■ Task objective
Please copy everything from the line containing "Step 1: review the image. Step 2: locate electrical" down to the line containing "[200,67,246,156]", both ends included, substituting "draw" for "produce" and leaving all else unchanged. Give only those rows.

■ Exercise materials
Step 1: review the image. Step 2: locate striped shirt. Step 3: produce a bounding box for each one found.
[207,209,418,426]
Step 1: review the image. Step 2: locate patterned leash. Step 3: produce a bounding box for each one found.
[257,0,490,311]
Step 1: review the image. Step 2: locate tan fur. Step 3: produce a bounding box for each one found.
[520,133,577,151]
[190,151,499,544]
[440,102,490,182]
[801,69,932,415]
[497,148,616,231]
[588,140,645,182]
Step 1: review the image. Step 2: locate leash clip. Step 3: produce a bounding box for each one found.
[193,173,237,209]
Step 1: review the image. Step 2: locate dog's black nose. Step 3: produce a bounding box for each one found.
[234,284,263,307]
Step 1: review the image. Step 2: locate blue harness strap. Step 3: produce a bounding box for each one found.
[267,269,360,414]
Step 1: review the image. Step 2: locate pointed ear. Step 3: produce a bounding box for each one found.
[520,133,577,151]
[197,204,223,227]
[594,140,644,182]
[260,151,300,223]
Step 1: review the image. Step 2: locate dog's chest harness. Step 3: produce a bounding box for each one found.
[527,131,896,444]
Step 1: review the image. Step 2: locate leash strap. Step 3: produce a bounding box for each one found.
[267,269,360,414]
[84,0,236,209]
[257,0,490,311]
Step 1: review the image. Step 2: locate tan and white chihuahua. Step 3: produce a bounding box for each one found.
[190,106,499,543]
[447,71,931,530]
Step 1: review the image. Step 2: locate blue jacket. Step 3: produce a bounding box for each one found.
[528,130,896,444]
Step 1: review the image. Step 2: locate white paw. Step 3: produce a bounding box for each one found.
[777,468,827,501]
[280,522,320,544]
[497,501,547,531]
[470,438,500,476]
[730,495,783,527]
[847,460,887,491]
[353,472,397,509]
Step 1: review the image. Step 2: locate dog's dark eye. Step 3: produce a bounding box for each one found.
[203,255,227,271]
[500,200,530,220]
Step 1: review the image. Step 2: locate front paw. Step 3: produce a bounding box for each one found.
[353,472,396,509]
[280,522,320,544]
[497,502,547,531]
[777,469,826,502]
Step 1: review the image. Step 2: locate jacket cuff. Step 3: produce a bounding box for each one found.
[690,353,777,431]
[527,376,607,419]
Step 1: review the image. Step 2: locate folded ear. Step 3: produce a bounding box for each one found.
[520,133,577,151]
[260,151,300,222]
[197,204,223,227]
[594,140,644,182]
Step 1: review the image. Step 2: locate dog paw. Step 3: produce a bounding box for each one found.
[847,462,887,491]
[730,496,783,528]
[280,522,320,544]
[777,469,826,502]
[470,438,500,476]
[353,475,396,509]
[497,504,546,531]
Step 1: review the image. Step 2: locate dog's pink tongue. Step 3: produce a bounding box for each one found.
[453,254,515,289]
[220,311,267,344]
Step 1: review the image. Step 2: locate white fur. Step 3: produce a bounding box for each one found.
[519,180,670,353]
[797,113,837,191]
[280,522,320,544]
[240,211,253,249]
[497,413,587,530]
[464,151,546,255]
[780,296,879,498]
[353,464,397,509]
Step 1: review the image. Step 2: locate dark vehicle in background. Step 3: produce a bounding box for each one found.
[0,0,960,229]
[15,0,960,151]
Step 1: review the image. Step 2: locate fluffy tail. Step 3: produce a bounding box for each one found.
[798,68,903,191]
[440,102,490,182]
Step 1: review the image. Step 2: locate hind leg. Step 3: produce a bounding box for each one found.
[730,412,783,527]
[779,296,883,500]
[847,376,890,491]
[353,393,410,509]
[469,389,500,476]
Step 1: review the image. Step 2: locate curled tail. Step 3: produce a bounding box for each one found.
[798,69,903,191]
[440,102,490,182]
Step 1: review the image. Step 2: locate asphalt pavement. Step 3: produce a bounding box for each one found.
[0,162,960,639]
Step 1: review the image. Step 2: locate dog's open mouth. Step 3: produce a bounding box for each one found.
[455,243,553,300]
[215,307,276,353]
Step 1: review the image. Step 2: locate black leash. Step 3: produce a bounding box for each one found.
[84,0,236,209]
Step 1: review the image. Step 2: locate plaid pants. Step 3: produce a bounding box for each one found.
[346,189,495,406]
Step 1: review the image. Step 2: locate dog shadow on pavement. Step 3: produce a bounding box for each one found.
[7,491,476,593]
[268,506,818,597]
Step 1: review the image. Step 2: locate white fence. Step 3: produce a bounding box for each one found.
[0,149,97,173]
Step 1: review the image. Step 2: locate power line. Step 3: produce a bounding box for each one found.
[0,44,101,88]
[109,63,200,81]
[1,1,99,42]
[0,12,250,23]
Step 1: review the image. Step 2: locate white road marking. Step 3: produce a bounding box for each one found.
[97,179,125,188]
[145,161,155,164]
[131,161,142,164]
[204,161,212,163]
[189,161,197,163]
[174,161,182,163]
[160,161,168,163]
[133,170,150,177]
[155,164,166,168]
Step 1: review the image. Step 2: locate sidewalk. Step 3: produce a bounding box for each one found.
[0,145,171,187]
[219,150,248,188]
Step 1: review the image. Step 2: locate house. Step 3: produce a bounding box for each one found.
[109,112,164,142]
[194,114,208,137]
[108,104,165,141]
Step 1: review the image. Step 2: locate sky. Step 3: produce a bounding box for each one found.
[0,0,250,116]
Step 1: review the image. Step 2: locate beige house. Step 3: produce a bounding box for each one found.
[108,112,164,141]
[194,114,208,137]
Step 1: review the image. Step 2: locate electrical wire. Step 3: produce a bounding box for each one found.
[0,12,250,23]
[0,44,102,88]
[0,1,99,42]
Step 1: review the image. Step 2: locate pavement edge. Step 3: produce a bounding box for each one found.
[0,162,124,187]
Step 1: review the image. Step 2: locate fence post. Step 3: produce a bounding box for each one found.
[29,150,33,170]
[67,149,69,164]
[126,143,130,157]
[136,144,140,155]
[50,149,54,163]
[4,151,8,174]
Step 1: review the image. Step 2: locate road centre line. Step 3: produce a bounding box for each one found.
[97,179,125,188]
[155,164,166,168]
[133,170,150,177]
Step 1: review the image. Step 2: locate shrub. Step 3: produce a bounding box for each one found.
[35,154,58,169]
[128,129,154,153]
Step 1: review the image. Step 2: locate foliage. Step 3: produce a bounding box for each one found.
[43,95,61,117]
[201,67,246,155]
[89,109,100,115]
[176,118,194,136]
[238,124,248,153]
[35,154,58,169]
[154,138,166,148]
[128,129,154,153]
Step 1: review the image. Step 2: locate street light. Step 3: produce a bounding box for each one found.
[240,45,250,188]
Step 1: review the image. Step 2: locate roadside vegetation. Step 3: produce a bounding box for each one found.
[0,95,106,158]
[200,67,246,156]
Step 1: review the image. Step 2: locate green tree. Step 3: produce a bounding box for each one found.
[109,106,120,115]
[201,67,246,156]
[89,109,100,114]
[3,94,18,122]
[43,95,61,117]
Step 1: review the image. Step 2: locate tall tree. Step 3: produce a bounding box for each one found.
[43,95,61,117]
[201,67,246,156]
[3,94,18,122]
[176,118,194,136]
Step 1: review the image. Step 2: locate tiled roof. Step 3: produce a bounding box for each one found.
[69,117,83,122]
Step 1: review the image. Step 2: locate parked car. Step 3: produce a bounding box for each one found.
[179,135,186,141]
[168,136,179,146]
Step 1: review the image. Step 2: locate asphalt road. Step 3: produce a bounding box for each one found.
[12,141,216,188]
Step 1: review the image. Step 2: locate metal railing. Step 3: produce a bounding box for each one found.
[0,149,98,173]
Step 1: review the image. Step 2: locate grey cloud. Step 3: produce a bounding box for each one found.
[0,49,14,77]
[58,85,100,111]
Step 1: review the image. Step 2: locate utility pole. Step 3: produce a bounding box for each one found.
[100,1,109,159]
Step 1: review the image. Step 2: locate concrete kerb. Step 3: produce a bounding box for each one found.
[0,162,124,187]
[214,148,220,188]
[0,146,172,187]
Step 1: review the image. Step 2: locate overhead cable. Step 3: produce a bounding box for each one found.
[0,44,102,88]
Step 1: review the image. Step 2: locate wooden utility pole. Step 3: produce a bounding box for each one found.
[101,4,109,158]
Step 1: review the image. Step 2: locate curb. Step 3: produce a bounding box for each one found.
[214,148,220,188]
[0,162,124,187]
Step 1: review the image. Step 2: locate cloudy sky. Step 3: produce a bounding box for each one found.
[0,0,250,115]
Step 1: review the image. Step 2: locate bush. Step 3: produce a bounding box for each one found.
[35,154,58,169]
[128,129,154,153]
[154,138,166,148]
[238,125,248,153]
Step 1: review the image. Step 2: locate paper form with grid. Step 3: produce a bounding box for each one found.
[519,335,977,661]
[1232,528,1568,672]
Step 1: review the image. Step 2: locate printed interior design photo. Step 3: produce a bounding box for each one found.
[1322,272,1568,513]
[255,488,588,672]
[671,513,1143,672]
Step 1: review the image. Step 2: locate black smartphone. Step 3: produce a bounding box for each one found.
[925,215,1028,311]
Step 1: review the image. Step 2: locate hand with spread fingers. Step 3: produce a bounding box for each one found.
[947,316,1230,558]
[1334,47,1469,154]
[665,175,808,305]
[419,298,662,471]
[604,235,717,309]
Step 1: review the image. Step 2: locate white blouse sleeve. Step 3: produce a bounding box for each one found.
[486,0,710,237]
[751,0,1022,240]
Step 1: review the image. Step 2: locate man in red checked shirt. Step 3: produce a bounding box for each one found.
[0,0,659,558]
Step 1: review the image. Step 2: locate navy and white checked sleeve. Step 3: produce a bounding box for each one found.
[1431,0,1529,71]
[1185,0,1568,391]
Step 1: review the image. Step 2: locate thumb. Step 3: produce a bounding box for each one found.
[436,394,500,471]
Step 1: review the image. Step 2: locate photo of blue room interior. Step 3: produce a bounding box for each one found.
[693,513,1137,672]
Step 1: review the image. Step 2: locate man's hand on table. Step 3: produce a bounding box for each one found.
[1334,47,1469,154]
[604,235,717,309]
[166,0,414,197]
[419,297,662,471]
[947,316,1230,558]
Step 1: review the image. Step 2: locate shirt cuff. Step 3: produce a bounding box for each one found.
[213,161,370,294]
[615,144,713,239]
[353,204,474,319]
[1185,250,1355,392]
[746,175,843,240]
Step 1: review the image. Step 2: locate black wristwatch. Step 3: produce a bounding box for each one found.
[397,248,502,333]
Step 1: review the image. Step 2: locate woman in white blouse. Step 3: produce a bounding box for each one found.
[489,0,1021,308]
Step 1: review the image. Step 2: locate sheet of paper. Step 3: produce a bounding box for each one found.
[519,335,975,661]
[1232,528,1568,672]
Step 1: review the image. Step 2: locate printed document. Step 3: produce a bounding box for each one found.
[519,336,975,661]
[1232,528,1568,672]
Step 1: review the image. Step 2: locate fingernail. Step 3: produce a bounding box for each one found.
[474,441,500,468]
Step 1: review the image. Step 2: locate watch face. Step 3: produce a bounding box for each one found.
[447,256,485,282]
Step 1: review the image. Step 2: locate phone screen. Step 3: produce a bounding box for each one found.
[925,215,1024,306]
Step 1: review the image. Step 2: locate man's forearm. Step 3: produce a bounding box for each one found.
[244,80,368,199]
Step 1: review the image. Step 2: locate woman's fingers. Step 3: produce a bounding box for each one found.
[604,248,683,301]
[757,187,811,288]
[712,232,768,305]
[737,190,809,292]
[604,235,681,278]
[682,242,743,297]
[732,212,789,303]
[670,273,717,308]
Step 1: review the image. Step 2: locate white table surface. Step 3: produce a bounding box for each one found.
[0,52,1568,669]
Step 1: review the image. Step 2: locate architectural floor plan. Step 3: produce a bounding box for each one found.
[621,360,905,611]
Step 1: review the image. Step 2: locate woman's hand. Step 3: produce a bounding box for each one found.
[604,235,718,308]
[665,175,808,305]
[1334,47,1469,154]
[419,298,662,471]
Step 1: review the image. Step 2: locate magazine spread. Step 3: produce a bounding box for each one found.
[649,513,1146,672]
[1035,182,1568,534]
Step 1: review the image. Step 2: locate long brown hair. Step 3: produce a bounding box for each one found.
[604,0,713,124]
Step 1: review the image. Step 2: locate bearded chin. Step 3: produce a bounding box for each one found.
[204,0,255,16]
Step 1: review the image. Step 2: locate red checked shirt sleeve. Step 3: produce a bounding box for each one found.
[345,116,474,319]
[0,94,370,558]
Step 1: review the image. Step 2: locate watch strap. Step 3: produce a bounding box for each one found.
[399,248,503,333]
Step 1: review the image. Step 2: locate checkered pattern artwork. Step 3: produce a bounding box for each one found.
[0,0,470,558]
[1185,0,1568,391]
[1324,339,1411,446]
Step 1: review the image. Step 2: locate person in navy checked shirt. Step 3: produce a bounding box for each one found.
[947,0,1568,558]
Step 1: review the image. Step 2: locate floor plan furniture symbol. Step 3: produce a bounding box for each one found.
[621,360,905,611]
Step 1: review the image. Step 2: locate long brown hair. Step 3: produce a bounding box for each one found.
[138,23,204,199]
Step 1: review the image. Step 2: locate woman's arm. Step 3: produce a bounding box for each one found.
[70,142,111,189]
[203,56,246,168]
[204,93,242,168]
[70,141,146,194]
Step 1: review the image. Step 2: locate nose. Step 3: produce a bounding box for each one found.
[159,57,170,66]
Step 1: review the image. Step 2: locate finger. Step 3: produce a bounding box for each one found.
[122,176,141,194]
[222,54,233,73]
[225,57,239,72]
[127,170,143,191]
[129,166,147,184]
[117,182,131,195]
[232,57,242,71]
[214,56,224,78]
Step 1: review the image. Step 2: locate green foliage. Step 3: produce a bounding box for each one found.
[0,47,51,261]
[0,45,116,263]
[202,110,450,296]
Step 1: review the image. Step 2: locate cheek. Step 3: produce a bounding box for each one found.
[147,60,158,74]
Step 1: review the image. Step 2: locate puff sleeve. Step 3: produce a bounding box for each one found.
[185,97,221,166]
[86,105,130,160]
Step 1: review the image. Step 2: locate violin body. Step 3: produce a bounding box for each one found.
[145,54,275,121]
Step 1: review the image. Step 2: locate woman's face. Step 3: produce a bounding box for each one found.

■ Solution
Step 1: review the image. Step 2: locate electrical wire. Step 3: draw a bounding box for each one found.
[0,12,250,23]
[0,44,102,88]
[0,1,99,42]
Step 1: review the image. Step 2: locate pavement edge. Step 3: draw a bounding box for each one found.
[0,162,124,187]
Step 1: review the image. Step 2: locate fence post. Step 3: draw a bounding box for each one found.
[29,150,33,170]
[67,149,69,164]
[126,143,130,157]
[136,144,140,155]
[50,149,54,163]
[4,151,8,174]
Step 1: review the image. Step 2: locate road centre line. Step 3: draw a bounding box for each one found.
[97,179,125,188]
[155,164,166,168]
[133,170,150,177]
Step 1: review the image. Step 2: locate shrub. Step 3: draw a bounding box for each one found.
[35,154,58,169]
[128,129,154,153]
Step 1: review the image. Step 2: locate foliage. Step 3: draw a bounding box for each one found.
[43,95,61,117]
[201,67,246,155]
[89,109,100,115]
[176,118,194,136]
[238,124,248,153]
[35,154,58,169]
[154,138,166,148]
[128,129,154,153]
Step 1: review the image. Step 2: locate street light. Step 3: draw a bounding box for each one found.
[240,45,250,188]
Step 1: review the image. Step 2: locate roadside vegetation. Step 3: draw a bounding box for each one found.
[0,95,106,158]
[200,67,246,156]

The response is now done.